__PROMPT__: Reproduce all of the material below, changing each occurrence of "photo" to "image" and leaving everything else unaltered. Omit the pictures from your version.

__EXTRACTED INFORMATION__:
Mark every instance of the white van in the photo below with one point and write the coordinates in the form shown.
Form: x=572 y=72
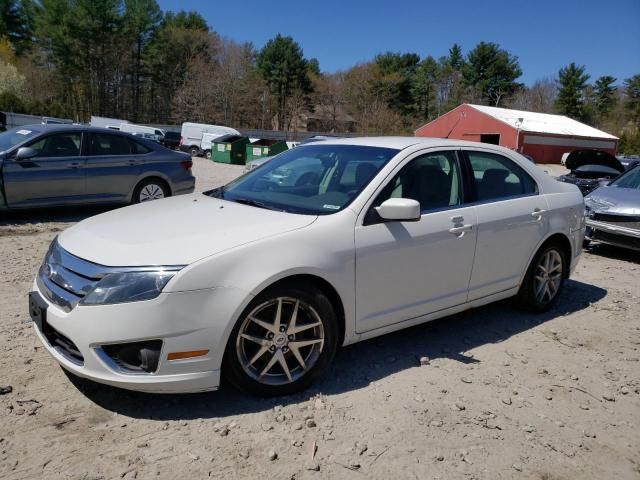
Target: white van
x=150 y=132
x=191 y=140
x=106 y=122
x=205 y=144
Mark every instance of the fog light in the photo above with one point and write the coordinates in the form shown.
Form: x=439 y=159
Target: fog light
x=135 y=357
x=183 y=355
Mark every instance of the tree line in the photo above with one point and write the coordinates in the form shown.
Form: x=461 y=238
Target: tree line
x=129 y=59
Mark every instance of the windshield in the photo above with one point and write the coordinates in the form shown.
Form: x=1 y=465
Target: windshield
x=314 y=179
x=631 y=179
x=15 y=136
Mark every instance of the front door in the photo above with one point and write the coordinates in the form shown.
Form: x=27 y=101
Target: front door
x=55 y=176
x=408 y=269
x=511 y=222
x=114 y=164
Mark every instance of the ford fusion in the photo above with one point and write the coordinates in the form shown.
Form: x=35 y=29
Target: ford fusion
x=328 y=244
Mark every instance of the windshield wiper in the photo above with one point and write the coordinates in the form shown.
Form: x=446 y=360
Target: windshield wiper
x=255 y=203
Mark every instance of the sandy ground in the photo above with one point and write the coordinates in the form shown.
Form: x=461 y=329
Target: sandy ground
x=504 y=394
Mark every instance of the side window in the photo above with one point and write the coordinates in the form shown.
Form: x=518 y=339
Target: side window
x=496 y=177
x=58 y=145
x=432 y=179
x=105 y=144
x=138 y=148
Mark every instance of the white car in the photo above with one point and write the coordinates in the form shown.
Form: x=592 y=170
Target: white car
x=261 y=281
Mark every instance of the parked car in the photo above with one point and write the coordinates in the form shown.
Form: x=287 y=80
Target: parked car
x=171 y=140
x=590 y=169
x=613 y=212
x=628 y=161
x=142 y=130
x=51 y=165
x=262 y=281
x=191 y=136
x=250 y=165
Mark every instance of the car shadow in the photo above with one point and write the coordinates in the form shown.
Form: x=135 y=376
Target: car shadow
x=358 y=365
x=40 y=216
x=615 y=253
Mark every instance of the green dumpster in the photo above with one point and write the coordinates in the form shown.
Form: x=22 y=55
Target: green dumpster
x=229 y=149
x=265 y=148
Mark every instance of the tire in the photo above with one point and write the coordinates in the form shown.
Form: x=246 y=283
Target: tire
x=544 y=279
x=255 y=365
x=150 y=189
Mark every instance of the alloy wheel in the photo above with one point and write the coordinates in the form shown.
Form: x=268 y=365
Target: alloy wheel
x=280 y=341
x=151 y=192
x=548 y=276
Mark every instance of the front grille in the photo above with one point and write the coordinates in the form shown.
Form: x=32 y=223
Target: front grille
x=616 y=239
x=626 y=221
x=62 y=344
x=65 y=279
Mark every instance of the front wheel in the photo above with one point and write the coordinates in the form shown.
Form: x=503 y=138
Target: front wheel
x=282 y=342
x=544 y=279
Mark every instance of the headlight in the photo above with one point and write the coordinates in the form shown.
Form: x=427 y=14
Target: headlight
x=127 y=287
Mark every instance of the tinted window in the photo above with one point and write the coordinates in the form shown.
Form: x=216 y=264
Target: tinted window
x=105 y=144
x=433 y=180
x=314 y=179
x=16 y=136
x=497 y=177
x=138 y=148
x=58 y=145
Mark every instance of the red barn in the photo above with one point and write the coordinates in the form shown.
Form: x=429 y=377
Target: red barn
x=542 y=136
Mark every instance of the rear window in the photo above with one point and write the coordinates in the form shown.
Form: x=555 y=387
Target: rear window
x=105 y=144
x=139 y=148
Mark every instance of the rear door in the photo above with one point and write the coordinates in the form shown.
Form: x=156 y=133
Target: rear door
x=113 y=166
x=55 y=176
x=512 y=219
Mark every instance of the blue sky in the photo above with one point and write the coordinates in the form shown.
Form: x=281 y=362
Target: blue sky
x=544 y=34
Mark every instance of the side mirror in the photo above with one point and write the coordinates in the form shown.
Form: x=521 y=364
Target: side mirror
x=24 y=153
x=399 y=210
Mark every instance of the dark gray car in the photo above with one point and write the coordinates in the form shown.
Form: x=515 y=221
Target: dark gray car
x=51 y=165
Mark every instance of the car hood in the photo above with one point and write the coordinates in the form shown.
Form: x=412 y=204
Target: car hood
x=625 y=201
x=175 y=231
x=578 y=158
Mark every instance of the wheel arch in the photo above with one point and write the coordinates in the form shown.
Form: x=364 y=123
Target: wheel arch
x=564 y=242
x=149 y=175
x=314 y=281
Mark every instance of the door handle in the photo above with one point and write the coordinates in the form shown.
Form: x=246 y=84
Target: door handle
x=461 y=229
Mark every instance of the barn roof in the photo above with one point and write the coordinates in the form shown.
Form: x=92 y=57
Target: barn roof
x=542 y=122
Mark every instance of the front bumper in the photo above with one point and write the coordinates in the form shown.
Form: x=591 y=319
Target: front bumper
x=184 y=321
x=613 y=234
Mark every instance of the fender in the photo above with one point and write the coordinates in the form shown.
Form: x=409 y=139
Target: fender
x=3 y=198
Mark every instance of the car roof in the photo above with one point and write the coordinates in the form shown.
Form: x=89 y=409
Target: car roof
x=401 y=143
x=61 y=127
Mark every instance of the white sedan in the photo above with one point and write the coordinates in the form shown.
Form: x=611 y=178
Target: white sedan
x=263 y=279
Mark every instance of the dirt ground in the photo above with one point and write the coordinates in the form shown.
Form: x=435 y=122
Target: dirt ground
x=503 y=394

__FULL OUTPUT__:
Mark every instance of the white van in the image below with one point and write the coordinates in the form shown.
Form: x=572 y=72
Target: white van
x=150 y=132
x=191 y=140
x=106 y=122
x=205 y=144
Mark every instance of the fog light in the image above with one point and write the coordinates in the form shown.
Form: x=439 y=159
Target: fog light
x=135 y=357
x=183 y=355
Mark every instance of the tree line in the image above with one point and write the coordinates in the form shown.
Form: x=461 y=238
Target: tree line
x=129 y=59
Mark every instance of the windshield in the image above with one point and write the coordinates in the form shown.
Form: x=1 y=465
Target: windshield
x=314 y=179
x=631 y=179
x=15 y=136
Mark every instance of the front door in the image above with one point and write the coordinates in the form shown.
Form: x=27 y=101
Target: front door
x=55 y=176
x=408 y=269
x=511 y=222
x=114 y=164
Mark every instance of the ford fusion in the image above with one point and write the coordinates in the form shown.
Form: x=35 y=29
Target: ford fusion
x=328 y=244
Mark every instance of the windshield wiper in the image above with one point and write the coordinates in the form shown.
Form: x=446 y=360
Target: windshield wiper
x=255 y=203
Mark every instance of the sandy ground in the image above with one point and write the coordinates in the form shown.
Form: x=461 y=329
Target: sandy ground
x=504 y=394
Mark every instance of the side window in the image above with one point and write the coordinates in the form shown.
Form: x=518 y=339
Target: side window
x=496 y=177
x=58 y=145
x=432 y=179
x=105 y=144
x=138 y=148
Mark every instance of the white car in the image above with one point and write the coordinates in the form shown.
Form: x=592 y=170
Target: white car
x=261 y=281
Mark every instance of the parked car in the image above with one point and write the coordinates in the form shown.
Form: x=287 y=80
Target: parked car
x=171 y=140
x=590 y=169
x=613 y=212
x=628 y=161
x=142 y=130
x=51 y=165
x=262 y=281
x=191 y=136
x=250 y=165
Mark every instance of the car shadow in the image above with one point and write the coordinates in the form shown.
Form: x=135 y=376
Target: car shadow
x=358 y=365
x=40 y=216
x=615 y=253
Mark every instance of the green dumpster in the image above with one point and write the coordinates in the form shown.
Form: x=22 y=55
Target: green dumpster
x=229 y=149
x=265 y=148
Mark every instance of the tire in the image above with one point and write the coordinates in the form shown.
Form: x=246 y=283
Target: tire
x=544 y=279
x=255 y=365
x=150 y=189
Mark every instance of the alloy wheel in the image above with one point and write the coordinates in the form shown.
Form: x=268 y=365
Target: alloy wheel
x=280 y=341
x=151 y=192
x=548 y=276
Mark every instance of the front grille in the image above with one point and write the coordinates in the form shown.
Form: x=32 y=223
Target: front grille
x=616 y=239
x=626 y=221
x=62 y=344
x=65 y=279
Mark every instance of the front wheel in the image above with one point and write the coordinates in the form shown.
Form: x=503 y=138
Target: front wheel
x=282 y=342
x=544 y=279
Mark every instance of the headlight in the image above with one point and write the coordinates in the form shown.
Form: x=427 y=14
Target: headlight
x=127 y=287
Mark every instance of the tinted window in the image above with one point and write the coordinates in the form shown.
Form: x=216 y=264
Target: tinted window
x=105 y=144
x=433 y=180
x=314 y=179
x=16 y=136
x=497 y=177
x=138 y=148
x=58 y=145
Mark every instance of the red barn in the image above with one point and write the coordinates in the form shown.
Form: x=429 y=377
Target: red barn
x=542 y=136
Mark every instance of the rear window in the image above with one point and write the coordinates in the form shown.
Form: x=555 y=387
Target: rear window
x=105 y=144
x=139 y=148
Mark every instance of the rear door in the image above with one point and write the coordinates in the form shown.
Form: x=156 y=133
Target: rear door
x=113 y=166
x=55 y=176
x=512 y=219
Mark every instance of the blue sky in the image above with one point and write the coordinates in the form shown.
Form: x=281 y=362
Target: blue sky
x=544 y=34
Mark every instance of the side mirror in the image above with one point and write the coordinates in the form shown.
Form: x=521 y=364
Target: side mirror
x=24 y=153
x=399 y=210
Mark every instance of the dark gray car in the image above with one point and write the coordinates in the form shown.
Form: x=515 y=221
Target: dark gray car
x=51 y=165
Mark every instance of the car hood in the image above with one point and write the coordinates in the form shown.
Form: x=412 y=204
Target: car hood
x=625 y=201
x=175 y=231
x=578 y=158
Mark every instance of the wheel arch in the image above with one point and write the coordinates in the form shown.
Form: x=364 y=123
Target: wheel arch
x=564 y=242
x=149 y=175
x=314 y=281
Mark every instance of the door handle in the image above with one point and write the coordinates in the form shown.
Form: x=246 y=84
Target: door handle
x=461 y=229
Mark every instance of the barn roof in the image above with one point and write the coordinates in the form shown.
Form: x=92 y=57
Target: barn roof
x=542 y=122
Mark every instance of the front bumper in the image above with one point and write the coordinates in the form shown.
Form: x=591 y=319
Target: front bumper
x=184 y=321
x=613 y=234
Mark every instance of the fender in the image above with one point and write the coordinates in the form shown.
Form: x=409 y=139
Target: fender
x=3 y=198
Mark every instance of the car roof in the image above with one point and write the coordinates in the form shown.
Form: x=89 y=409
Target: car roof
x=401 y=143
x=61 y=127
Mark every instance of the white sedan in the image above with one point and write the coordinates in the form shown.
Form: x=611 y=178
Target: white sedan
x=263 y=279
Mark every instance of the dirt ground in the image above with one point and write the coordinates in the form shown.
Form: x=435 y=122
Target: dirt ground
x=503 y=394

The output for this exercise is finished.